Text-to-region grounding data
■ ■ ■ ■
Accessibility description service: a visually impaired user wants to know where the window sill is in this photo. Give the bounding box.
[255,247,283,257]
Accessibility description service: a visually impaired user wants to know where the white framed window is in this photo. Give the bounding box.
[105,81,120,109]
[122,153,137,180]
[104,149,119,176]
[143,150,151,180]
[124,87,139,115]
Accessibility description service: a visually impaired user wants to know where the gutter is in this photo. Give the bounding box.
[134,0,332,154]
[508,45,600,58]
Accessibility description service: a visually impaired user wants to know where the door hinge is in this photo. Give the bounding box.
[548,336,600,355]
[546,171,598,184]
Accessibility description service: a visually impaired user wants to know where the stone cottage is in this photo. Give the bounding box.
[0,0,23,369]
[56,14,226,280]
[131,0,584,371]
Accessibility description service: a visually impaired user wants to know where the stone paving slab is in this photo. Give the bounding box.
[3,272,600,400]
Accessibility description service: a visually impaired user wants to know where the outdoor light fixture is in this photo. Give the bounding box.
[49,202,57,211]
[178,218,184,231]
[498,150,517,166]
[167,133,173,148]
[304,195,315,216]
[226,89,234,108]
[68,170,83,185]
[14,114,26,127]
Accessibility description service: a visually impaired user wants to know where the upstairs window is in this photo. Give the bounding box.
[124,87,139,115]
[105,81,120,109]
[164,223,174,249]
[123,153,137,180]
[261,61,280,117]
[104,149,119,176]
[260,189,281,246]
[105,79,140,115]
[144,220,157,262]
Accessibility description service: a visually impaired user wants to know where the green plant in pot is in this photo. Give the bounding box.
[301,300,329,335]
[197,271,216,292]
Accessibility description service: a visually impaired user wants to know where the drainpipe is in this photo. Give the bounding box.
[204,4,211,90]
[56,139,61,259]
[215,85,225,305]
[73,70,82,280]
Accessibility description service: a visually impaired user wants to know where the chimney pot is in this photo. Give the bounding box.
■ ■ ■ ■
TASK PROMPT → Repeat the data in its entirety, exactly as written.

ANSWER FOR THIS EXERCISE →
Accessibility description service: a visually impaired user wants to know where the window sill is in this photo. Give the bounding box.
[255,247,283,257]
Accessibility description service: a visually impaired user wants to know where the white framed window is in this photo. Give the bounding box.
[105,81,120,109]
[122,153,137,180]
[104,149,119,176]
[143,150,151,180]
[124,87,139,115]
Accessibility description service: a visually impaired user wants to know where the gutter is in this photo. Give the bounding box.
[134,0,332,154]
[508,45,600,58]
Accessibility description service: a visually impaired user wants to know where the door hinge is in this photo. Give the bounding box.
[548,336,600,355]
[546,171,598,184]
Accessibility description service: a visually impaired user wants to know where the stone cottage is in this photo. Give the bounding box.
[0,0,23,369]
[56,14,226,280]
[131,0,584,371]
Accessibility description service: a visually impaired user wants to know where the stone paving slab is in this photo. Give the bounding box.
[3,272,600,400]
Accessibility description service: a visually impaired user wants to know where the outdoor light fixture is in this photo. Give the bounding box.
[49,202,57,211]
[178,218,184,231]
[498,150,517,166]
[167,133,173,148]
[304,195,315,216]
[226,89,234,108]
[68,170,83,185]
[14,114,26,127]
Accessibility description service: a visually impaired user wants to know where the upstairs window is in this photo. Give the bounding box.
[124,87,139,115]
[105,81,120,109]
[164,223,174,249]
[123,153,137,180]
[261,61,280,117]
[104,149,119,176]
[260,189,281,246]
[105,79,140,115]
[144,220,157,262]
Accessibility description service: a visually impaired user wants to know where the green plant in pot is in this photo. Give the bounding box.
[301,300,329,335]
[197,271,216,292]
Accessibility description service: a visually impaired user wants to know where the drainpipe is in this photo. Give the bounding box.
[204,4,211,90]
[56,139,61,259]
[215,85,225,305]
[73,70,82,280]
Accessibility description service: a visually impaired user wants to know where the chimney pot is in this photo. Give the bounding box.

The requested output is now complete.